** Start of Supplied information **

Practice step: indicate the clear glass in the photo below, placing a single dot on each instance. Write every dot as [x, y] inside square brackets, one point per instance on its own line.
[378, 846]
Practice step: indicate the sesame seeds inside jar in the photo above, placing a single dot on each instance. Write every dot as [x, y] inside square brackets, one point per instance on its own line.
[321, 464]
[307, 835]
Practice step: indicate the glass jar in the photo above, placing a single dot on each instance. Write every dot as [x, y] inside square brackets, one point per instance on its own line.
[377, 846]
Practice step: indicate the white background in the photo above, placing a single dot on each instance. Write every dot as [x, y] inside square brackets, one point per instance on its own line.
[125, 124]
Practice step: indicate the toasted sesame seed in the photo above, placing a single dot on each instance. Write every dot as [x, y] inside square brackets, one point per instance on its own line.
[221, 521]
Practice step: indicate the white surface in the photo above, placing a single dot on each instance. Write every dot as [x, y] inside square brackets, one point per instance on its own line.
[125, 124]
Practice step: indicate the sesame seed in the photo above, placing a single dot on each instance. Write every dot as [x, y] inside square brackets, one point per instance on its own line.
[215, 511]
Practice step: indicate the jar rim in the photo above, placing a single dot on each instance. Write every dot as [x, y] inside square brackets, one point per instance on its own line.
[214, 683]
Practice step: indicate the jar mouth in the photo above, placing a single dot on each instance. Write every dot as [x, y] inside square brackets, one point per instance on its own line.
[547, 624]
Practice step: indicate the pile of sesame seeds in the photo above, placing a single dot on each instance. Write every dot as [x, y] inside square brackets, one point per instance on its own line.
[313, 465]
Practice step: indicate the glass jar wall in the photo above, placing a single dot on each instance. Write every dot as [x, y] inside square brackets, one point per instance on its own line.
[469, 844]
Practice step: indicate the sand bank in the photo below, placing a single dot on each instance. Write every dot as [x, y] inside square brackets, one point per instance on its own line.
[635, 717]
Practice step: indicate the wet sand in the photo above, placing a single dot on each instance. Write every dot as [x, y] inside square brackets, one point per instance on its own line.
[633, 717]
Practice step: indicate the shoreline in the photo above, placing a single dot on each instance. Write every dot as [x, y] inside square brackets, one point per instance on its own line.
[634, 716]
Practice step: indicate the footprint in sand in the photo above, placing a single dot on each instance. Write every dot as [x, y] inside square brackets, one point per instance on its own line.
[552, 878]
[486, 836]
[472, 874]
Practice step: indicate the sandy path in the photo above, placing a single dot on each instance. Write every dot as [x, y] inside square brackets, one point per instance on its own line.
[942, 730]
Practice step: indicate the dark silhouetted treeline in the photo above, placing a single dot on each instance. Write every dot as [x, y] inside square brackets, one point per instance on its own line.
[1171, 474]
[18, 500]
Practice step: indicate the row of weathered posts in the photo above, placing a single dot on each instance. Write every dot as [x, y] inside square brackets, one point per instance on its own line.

** End of Supplied information **

Stated goal:
Each entry must be reproduced verbatim.

Task result:
Practice step: indicate the clear glass in the photo below, placing a single dot on each instance. Write every dot as [x, y] inside square brackets, one point per instance on its own line.
[378, 846]
Practice step: indicate the sesame seeds inside jar in the photo above, placing a single dot on each instance. Write every dot as [x, y] inside square brackets, one point per instance on its own line.
[321, 464]
[307, 835]
Practice step: indicate the glass jar in the photo above, placing a single dot on each instance. Write every dot as [x, y] inside square brackets, one point per instance on its own line.
[377, 846]
Practice step: indicate the white background in the photo above, placing a single dot on each instance. Write every dot as [x, y] inside square brackets, one point per instance on its own line.
[125, 124]
Practice step: indicate the toasted sesame seed in the photo above, placing a single dot on each instance. Write every dot as [x, y] inside square brackets, one point per instance on its own line.
[221, 521]
Practice step: indicate the white surface in the photo above, placing a single dot on each instance. Write every dot as [x, y] inside square brackets, one point per instance on its own line.
[125, 124]
Practice step: indicate the sesame seed in the photo above, placing a single dot on each instance. Write every dot as [x, y] inside square brackets, one point per instance on its own line.
[215, 511]
Practice step: indicate the jar rim in the photo above, placing a single dot on each instance. Write every dot as [x, y] inside square brackets, one point per instance on its own line.
[214, 683]
Practice step: indicate the jar mouth in the photo above, placing a single dot on each instance. Write every dot as [x, y] inside square brackets, one point per instance on its own line.
[547, 624]
Practice step: indicate the pile of sesame seeds in the photo above, placing a single dot on each instance. Write every dot as [x, y] inside square brackets, one point per instance on its own line.
[313, 465]
Practice step: indicate the glass jar wall in the photo above, placing a single dot on each instance. Write every dot as [x, y] inside square brackets, one point per instance on its own line.
[469, 844]
Practice step: indicate the sand bank in the photo below, placing a single dot on each instance. Write every dot as [x, y] inside square brackets, one point per instance on its own line.
[635, 717]
Practice step: indicate the wet sand in the photo above, placing a single dot on each instance. Write every dot as [x, y] inside square brackets, one point per instance on its own line.
[633, 717]
Practice step: indicate the shoreline in the photo above, placing a single dot on each instance. Write every dot as [x, y] inside square brackets, one point per instance on its own line.
[634, 716]
Practice step: indicate the footprint in sand in the photo above, placing a single dot on each instance. Write every dot as [x, y] inside square brackets, one point per instance on its own line.
[552, 878]
[486, 836]
[472, 874]
Practice step: indicate the sandy path in the photo above, placing a single dot on each instance. Write every dot as [x, y] inside square brackets, one point per instance on its own line.
[942, 730]
Practice step: indicate the dark silhouetted treeline in the photo above, placing a single dot on each instance. Write every dot as [x, y] inside square brackets, one point per instance on its own line.
[1171, 474]
[18, 500]
Practice step: indicate the row of weathered posts in the photo above, placing a single dot on each instance. Write every dot as [x, y] inside square brackets, one point per instance on its own line.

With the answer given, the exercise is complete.